== PROBLEMS AND TASKS ==
**1.** Print the part of the transcript on service ping data that opens with the words containing "Yes, I think" and closes with "for the historical.", copying it word for word.
**2.** In the transcript on service ping data, which database management system replaces Postgres in the automated process?
**3.** Check each statement against the transcript on service ping data and answer yes or no, quoting the words that decide it: (a) The namespace level service ping runs in gitlab.com. (b) Gitlab.com is described as a single-tenant environment. (c) The instance level service ping comes from self-managed customers.

== TEXT EXTRACT ==
■ ■ ■

Does this um does this new automated process include all the same history that we've got in the other model?

D

Sorry, can you repeat chris? uh Yes, so I mean the current manual process will. Will the new automated process include the same time frames? Does it have all the same history.

B

Yes, I think so because it's based on the same type of queries actually uh when we call the restful api and get the queries. These queries are used for for from for pi team to get the data manually speak and also it's just translated to snowflake and get the matrix.

B

Everything naturally is the same. It just replaced the the database management system from postgres to snowflake and also the way how basic appear is kind of automated as a part of pipeline yeah.

E

So if I'm understanding everything correctly, it sounds like. Maybe we don't need to union the old data to the new data if the new process is just generating the data for all of history, I think for the historical.

B

Reason we should you use that union sushma and that's the answer of question mice. I I don't know yet, but we should discover that part right.

A

Yeah, we need to analyze.

B

A

Right right, we need to do some more investigation on that, because there is this model called prep usage usage data flattened. So I'm thinking that we could probably take a look at this as well and see if that's something that we need to use or.

A

Let's see yeah we'll see what the best approach is, because currently, I'm um still thinking about just creating a new table all together in prep and then just bringing in this data or how best we want to use it into our pull it into our fact tables. So.

B

Yes, the good thing is, you have already in place in dbt documentation all models, so keep it pick up. What you think is sufficient and also you can go back upstream and see the source of the data, so you can easily modify for yours. Your case think first analyze explore right, go back to me if you think something has been changed, but still we have, I think, good cornerstone for us to to expand this topic in this product. I.

C

Have a couple thoughts on this: um the first is in very broad context. We have two major sources for service paying data at different grains of of.

C

Of namespace information, the very first is sort of an instance level service ping and that's what we receive from our self-managed customers who deploy a git lab in their own environment.

C

Gitlab.Com should be treated the same as that simply uh an instance of git lab that's running in an environment, in this case we're hosting the environment and it's a multi-tenant environment.

C

The second major flavor category of service ping is the namespace level service ping that happens to run in gitlab.com, and it provides granularity to an individual's customer's namespace activity.

C

um But you know just thinking through the data flows, those should be coming into the environment in sort of two big buckets. One is instance, level service, paying information which includes gitlab.com, self-managed, namespace level, service ping. If you look at that data, it's going to have a namespace id as the lowest level of grain, and that's one other big bucket.

C

So, ideally, the data coming into raw sort of is organized in those two big buckets, because having that broken down, as well as the name space indicator, just provides us a little bit more flexibility and scalability down the road.

■ ■ ■

== EXCERPTED DATA ==
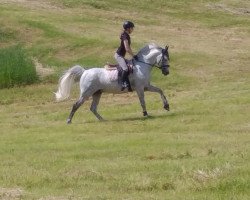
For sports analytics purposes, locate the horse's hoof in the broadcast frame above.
[164,104,170,111]
[143,111,148,117]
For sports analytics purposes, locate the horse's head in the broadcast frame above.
[157,46,170,76]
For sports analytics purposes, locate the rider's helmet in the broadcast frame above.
[123,21,135,30]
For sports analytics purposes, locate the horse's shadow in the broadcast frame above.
[81,113,174,124]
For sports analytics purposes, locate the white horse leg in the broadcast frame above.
[67,88,95,124]
[90,90,103,121]
[136,89,148,116]
[67,97,86,124]
[145,85,169,111]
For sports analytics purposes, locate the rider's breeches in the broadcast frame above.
[115,53,128,71]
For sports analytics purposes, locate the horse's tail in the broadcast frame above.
[55,65,85,101]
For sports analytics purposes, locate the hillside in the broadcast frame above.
[0,0,250,200]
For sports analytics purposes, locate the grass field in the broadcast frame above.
[0,0,250,200]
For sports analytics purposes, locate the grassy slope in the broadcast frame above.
[0,0,250,199]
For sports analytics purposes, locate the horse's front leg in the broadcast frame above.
[145,85,169,111]
[136,88,148,116]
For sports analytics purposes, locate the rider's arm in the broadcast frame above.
[123,40,134,57]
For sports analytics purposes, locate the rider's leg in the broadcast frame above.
[115,53,132,91]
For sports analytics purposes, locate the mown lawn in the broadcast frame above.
[0,0,250,200]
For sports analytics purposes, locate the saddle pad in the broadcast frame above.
[107,70,118,81]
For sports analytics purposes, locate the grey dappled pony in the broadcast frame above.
[55,44,169,123]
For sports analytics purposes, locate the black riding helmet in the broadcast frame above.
[123,21,135,30]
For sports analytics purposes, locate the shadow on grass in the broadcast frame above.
[77,113,177,124]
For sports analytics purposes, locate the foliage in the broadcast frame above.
[0,45,38,88]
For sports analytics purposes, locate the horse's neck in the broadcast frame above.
[143,49,159,64]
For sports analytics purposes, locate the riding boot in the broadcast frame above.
[121,70,132,92]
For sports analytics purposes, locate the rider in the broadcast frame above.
[115,21,137,91]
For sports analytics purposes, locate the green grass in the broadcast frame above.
[0,45,38,88]
[0,0,250,200]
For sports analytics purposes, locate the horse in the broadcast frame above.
[55,44,170,124]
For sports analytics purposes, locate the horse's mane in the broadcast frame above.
[137,43,161,56]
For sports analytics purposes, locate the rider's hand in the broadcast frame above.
[133,55,138,60]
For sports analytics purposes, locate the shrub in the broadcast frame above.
[0,45,38,88]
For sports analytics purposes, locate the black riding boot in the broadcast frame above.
[121,70,132,92]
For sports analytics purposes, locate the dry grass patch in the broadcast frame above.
[0,187,24,200]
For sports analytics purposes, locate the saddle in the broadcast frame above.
[104,61,134,74]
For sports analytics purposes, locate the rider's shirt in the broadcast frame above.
[116,31,131,57]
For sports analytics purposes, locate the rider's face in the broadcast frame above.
[128,28,134,34]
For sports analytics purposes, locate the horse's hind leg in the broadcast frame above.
[90,90,103,120]
[146,85,169,111]
[67,97,85,124]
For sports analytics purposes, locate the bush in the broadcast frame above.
[0,45,38,88]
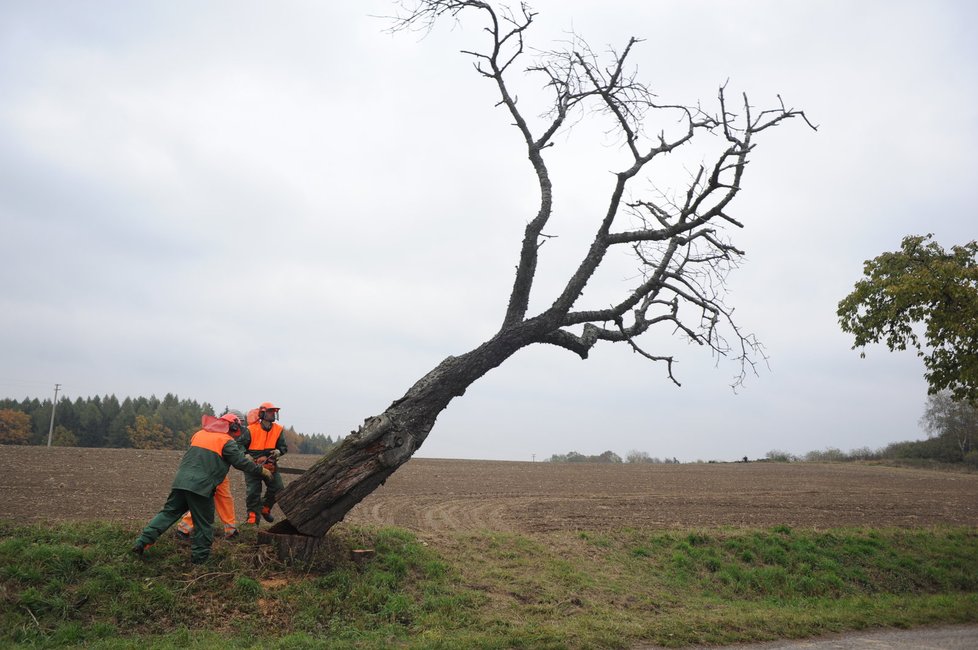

■ ■ ■

== THE ANSWERS ==
**1.**
Yes, I think so because it's based on the same type of queries actually uh when we call the restful api and get the queries. These queries are used for for from for pi team to get the data manually speak and also it's just translated to snowflake and get the matrix.

B

Everything naturally is the same. It just replaced the the database management system from postgres to snowflake and also the way how basic appear is kind of automated as a part of pipeline yeah.

E

So if I'm understanding everything correctly, it sounds like. Maybe we don't need to union the old data to the new data if the new process is just generating the data for all of history, I think for the historical.

**2.** Snowflake.

**3.**
(a) Yes: "the namespace level service ping that happens to run in gitlab.com"
(b) No: "in this case we're hosting the environment and it's a multi-tenant environment"
(c) Yes: "that's what we receive from our self-managed customers who deploy a git lab in their own environment"